**Task item:**
Review the listing and copy each line that holds the word "below".

### Data in this exercise ###

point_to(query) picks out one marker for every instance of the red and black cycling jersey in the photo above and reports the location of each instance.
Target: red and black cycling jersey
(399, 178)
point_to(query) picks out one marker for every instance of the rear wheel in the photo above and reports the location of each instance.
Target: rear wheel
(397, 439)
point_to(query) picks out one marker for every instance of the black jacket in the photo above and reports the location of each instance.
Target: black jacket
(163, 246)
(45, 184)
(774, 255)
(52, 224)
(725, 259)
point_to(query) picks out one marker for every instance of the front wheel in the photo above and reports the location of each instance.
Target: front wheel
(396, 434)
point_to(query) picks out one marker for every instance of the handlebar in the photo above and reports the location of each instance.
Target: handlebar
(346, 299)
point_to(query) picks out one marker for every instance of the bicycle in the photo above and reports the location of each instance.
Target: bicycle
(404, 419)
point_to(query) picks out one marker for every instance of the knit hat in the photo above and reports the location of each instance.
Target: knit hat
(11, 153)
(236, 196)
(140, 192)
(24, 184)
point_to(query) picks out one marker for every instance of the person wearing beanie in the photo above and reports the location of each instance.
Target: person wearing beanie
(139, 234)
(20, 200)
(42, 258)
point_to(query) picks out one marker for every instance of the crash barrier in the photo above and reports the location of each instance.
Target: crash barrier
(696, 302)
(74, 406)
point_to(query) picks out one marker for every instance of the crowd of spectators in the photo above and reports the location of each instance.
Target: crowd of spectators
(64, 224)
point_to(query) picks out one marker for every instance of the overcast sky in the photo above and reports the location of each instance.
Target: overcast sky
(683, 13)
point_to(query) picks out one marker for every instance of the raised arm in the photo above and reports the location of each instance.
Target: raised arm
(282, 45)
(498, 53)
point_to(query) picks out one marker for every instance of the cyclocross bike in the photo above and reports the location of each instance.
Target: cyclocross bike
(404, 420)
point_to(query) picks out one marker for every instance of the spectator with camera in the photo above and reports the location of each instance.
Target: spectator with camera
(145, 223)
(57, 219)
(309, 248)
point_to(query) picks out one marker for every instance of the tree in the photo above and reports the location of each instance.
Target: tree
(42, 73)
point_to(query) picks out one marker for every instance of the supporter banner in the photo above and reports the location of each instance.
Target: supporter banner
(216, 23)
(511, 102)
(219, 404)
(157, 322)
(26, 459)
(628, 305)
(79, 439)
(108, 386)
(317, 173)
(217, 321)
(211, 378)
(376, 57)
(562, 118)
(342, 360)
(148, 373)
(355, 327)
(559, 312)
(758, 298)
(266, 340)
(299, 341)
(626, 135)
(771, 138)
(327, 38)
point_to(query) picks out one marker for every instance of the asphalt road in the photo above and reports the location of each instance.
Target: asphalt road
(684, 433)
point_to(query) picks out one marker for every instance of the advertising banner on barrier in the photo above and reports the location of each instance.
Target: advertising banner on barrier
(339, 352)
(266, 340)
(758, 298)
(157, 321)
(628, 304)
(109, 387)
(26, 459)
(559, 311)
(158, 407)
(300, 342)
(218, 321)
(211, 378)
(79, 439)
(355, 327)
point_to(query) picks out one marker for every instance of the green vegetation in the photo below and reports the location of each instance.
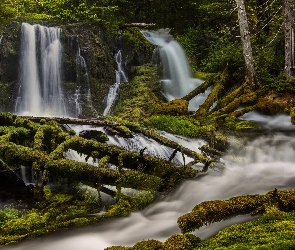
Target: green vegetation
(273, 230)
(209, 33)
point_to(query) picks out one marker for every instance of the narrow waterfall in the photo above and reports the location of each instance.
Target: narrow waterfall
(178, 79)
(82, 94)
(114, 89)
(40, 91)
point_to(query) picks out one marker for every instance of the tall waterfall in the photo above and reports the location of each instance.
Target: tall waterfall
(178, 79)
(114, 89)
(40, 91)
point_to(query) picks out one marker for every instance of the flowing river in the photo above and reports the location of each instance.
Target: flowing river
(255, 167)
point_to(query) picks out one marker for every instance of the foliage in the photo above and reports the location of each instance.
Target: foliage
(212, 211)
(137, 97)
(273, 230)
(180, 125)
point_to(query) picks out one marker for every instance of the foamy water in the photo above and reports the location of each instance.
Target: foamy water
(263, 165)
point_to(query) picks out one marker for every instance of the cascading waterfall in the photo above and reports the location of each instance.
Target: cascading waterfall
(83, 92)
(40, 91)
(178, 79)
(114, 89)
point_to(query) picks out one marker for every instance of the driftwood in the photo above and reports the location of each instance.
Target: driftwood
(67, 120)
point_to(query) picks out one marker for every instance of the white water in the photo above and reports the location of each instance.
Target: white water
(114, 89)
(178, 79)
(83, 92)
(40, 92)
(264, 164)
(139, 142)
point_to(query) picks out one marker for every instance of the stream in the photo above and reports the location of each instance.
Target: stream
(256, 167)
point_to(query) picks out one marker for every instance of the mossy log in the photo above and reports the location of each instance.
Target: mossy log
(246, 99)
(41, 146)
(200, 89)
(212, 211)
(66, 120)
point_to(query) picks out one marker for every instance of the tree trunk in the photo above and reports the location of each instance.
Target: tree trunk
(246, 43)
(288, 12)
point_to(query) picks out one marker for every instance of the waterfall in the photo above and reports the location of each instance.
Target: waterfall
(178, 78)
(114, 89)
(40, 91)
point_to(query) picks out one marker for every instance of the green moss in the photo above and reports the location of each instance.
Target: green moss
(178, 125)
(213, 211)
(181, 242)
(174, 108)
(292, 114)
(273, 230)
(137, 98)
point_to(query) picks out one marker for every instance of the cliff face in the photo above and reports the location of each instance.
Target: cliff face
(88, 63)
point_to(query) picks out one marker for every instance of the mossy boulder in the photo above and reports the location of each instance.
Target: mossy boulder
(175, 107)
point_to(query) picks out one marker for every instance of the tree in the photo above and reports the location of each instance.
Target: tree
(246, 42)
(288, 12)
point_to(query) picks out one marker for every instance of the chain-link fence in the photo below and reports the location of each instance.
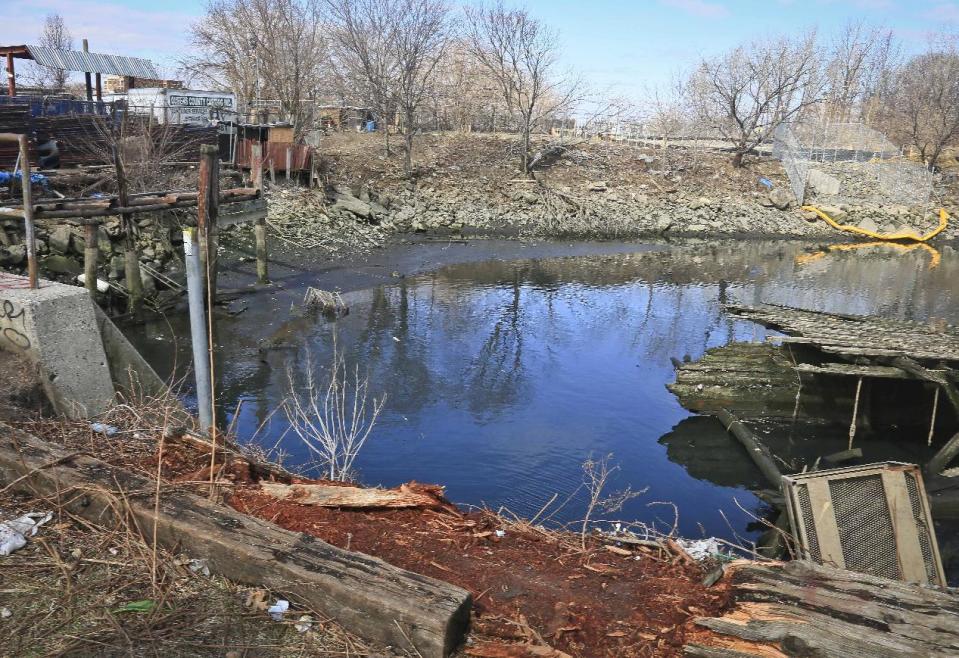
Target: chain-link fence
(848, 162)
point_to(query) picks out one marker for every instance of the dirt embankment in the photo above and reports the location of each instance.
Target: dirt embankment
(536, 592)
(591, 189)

###
### Data in this exercise ###

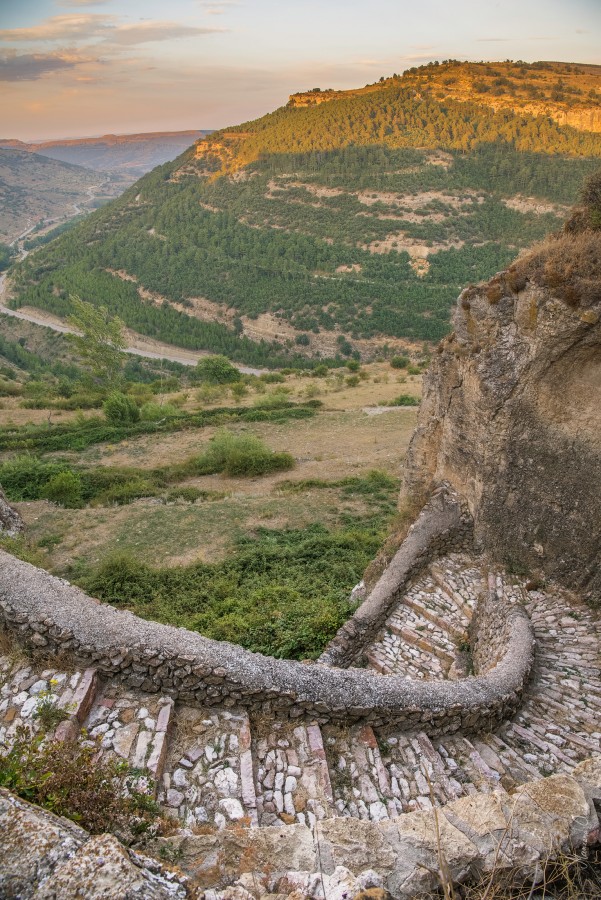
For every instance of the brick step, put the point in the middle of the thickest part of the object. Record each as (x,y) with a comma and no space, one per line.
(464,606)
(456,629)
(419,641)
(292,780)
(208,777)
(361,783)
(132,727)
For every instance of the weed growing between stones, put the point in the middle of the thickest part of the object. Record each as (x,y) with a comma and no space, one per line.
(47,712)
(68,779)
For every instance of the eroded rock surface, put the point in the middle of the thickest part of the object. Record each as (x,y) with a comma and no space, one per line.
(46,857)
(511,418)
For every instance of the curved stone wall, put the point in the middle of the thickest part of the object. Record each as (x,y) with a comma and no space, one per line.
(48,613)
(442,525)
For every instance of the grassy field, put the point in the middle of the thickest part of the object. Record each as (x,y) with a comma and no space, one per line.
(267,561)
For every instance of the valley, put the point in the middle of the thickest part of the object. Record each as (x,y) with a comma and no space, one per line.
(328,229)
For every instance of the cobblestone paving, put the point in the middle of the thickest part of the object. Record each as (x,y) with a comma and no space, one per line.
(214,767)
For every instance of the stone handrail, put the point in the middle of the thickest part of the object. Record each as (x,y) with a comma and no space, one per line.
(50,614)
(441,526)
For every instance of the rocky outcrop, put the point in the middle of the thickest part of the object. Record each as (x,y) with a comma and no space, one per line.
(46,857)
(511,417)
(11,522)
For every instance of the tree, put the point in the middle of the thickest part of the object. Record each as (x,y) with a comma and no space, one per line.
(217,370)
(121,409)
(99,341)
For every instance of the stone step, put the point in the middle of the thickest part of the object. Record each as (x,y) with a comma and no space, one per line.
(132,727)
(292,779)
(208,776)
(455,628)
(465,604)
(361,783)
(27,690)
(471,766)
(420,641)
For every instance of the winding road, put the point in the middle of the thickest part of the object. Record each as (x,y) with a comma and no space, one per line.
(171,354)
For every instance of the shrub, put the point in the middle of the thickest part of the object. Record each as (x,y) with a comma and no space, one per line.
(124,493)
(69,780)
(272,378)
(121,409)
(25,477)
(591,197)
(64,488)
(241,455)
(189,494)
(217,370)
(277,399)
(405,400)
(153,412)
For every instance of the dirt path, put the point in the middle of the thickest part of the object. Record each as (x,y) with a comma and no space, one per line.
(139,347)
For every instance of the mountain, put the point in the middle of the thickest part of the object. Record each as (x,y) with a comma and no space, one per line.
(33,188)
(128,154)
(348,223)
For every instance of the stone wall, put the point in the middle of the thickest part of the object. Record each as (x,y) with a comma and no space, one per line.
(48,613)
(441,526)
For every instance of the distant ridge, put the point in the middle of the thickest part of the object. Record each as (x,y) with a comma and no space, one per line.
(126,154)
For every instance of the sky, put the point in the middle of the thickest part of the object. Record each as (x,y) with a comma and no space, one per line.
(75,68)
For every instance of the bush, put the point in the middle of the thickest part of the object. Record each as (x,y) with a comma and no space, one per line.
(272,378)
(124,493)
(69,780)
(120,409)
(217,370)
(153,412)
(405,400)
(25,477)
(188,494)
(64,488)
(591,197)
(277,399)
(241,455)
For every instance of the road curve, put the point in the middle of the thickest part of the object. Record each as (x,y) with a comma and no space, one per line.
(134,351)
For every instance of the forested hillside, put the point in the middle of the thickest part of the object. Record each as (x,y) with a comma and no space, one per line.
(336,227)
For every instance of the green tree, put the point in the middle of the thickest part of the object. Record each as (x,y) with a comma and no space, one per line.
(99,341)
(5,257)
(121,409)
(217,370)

###
### Data in this exercise ###

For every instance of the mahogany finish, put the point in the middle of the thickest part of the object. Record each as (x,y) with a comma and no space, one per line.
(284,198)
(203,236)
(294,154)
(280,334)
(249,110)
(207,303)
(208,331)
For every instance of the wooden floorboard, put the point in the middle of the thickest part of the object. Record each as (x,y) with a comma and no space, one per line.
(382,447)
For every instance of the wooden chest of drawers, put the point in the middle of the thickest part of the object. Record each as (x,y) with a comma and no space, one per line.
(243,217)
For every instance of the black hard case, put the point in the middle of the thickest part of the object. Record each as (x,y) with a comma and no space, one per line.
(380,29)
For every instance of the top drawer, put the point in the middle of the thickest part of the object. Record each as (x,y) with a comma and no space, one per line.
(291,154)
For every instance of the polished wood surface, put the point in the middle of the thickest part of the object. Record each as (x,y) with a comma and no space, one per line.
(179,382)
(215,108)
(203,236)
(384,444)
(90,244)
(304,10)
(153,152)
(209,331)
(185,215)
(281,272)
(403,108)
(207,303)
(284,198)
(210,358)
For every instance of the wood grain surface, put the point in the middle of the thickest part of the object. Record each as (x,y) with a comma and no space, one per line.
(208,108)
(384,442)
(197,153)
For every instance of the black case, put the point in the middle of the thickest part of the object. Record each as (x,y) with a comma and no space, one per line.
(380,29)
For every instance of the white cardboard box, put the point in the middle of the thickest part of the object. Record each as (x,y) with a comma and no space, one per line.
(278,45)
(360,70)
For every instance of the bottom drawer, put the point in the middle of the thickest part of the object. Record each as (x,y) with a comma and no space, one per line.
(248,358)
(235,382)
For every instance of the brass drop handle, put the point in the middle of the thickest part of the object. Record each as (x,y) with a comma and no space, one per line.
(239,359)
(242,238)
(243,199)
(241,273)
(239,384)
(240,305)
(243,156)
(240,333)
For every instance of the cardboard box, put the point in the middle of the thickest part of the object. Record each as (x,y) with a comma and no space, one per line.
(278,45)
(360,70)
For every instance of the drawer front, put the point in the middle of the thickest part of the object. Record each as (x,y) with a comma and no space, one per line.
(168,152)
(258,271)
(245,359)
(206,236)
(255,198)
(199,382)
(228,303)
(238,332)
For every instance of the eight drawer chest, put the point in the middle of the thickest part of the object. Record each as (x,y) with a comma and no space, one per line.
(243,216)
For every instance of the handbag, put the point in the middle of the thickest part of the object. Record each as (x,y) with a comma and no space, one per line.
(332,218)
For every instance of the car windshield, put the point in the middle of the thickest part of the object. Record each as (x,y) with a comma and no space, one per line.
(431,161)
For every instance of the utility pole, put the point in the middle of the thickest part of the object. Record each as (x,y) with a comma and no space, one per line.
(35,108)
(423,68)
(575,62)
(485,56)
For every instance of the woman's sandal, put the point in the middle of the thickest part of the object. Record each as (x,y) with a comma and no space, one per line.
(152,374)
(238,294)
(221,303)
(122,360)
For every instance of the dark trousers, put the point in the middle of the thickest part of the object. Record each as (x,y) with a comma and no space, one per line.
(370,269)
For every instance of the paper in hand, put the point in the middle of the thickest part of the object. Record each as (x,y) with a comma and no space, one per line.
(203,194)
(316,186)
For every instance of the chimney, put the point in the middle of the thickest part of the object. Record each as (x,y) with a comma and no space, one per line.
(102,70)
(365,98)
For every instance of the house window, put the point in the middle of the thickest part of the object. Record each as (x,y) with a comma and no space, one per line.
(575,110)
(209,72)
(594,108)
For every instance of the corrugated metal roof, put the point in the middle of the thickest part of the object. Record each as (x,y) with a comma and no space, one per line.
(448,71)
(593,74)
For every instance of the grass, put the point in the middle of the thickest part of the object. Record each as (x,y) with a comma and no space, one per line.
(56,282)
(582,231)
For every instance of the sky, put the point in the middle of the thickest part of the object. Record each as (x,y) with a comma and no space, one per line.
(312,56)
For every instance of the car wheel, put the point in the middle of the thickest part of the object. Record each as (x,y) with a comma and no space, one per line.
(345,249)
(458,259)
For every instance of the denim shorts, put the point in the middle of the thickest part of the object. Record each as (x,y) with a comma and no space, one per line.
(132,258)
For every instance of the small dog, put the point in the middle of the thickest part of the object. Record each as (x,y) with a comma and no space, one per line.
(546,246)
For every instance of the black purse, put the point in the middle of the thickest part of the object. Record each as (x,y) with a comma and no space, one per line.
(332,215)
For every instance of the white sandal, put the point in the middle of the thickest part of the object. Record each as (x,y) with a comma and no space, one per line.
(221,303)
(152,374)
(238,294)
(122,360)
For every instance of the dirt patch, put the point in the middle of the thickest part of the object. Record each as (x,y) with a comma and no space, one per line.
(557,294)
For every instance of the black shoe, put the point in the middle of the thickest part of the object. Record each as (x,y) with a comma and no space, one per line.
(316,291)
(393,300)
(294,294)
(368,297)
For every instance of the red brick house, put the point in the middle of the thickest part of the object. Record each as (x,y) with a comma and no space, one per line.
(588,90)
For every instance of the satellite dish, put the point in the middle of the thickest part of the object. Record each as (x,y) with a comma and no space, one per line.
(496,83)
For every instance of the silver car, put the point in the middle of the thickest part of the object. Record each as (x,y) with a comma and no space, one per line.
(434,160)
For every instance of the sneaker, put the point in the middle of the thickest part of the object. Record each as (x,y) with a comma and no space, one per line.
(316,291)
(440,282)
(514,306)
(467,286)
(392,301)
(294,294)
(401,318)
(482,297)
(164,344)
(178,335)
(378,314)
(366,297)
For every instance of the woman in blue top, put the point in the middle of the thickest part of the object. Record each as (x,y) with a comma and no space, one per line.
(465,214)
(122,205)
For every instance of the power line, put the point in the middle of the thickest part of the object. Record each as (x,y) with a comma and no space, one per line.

###

**Result of the exercise:**
point_to(query) picks out one marker for every instance of the green vegetation in the photo below and reports the location of each instance.
point_to(query) picks out one marker for every instance of the chain-link fence in the photo below and reports the location of each instance.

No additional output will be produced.